Playin’ church with Francis; the ‘Bergoglio of Saskatchewan’; and Iraq

UNITED STATES
National Catholic Reporter

John L. Allen Jr. | Nov. 1, 2013 All Things Catholic

An old joke tweaking life in church circles goes like this: A dad is sitting in his living room when he hears a ruckus upstairs. He goes up and is startled to see the kids sitting in a circle on folding chairs, screaming their lungs out at each other: “You’re an idiot!” “You’re completely wrong and I can prove it!” and so on.

The father steps in and demands to know, “What in the world is going on here?”

“Ah, don’t worry, dad,” one of the kids says. “We’re just playin’ church.”

However middling it may be as a punch line, the joke captures something real. Perhaps because religion is about people’s deepest passions, it seems to breed division almost as reliably as devotion. …

During the John Paul and Benedict years, one byproduct of the emphasis on Catholic identity under those popes was the emergence of a caste of self-appointed guardians of loyalty who ran around “outing” bishops, parishes, schools, hospitals and so on that they felt were insufficiently Catholic. Critics derisively dubbed them the “orthodoxy police,” concluding that in at least some cases, this was mean-spirited and reflected an untoward lust for judgment.

One wonders if we’re witnessing the emergence under Francis of an equal-and-opposite form of the same impulse, which we might term the “enlightenment police” — people taking it upon themselves to pronounce whether someone is sufficiently humble, collaborative, forward-thinking, etc., to claim consistency with the direction being set by the new pope. …
On the other side of the equation, there are several constituencies in the church feeling angst over aspects of the new pope’s direction, including:

* Some pro-life Catholics, who worry that his inclination to dial down the volume on abortion, gay marriage and contraception risks unilateral disarmament in the culture wars;
* Doctrinal purists, who think his shoot-from-the-hip style courts confusion on church teaching;
* Liturgical traditionalists, who don’t see him fostering the same reverence for the church’s worship they associate with Benedict XVI;
* Political conservatives, who fear that his emphasis on the social Gospel could shade off into an uncritical embrace of the agenda of the secular left;
* Church personnel, especially in the Vatican, who are weary of hearing the new boss take potshots at them because they don’t see themselves as careerists or lepers infected with the trappings of a royal court.

• [Exercise description]: According to the column, what name did critics give the self-appointed guardians of loyalty who emerged during the John Paul and Benedict years? The point-per-instance localization material is unrelated to the column.

Point-per-instance localization data:
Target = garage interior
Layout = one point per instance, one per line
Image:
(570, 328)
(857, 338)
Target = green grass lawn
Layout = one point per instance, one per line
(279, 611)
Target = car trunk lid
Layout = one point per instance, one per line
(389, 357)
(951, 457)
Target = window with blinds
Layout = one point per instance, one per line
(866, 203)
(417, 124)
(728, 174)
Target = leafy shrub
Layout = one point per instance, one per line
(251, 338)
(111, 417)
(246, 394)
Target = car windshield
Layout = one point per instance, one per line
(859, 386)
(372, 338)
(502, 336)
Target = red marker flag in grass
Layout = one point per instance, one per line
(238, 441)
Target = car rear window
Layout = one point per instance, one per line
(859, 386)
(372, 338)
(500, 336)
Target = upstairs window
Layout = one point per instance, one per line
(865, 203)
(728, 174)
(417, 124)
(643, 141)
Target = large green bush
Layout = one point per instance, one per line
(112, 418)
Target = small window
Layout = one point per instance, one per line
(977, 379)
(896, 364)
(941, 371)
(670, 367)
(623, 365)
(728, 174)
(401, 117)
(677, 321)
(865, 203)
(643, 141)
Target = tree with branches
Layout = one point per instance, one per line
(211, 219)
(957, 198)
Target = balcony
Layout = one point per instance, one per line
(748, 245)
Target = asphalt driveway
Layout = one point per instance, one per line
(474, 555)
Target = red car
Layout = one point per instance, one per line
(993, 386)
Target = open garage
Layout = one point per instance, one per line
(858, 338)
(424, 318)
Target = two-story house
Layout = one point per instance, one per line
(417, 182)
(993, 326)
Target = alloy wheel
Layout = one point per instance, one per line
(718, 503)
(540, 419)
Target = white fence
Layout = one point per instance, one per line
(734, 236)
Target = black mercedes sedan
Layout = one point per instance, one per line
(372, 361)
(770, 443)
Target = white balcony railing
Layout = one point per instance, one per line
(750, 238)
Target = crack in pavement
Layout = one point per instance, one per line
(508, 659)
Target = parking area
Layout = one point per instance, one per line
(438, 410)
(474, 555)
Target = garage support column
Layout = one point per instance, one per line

• [Solution for this task]: The "orthodoxy police."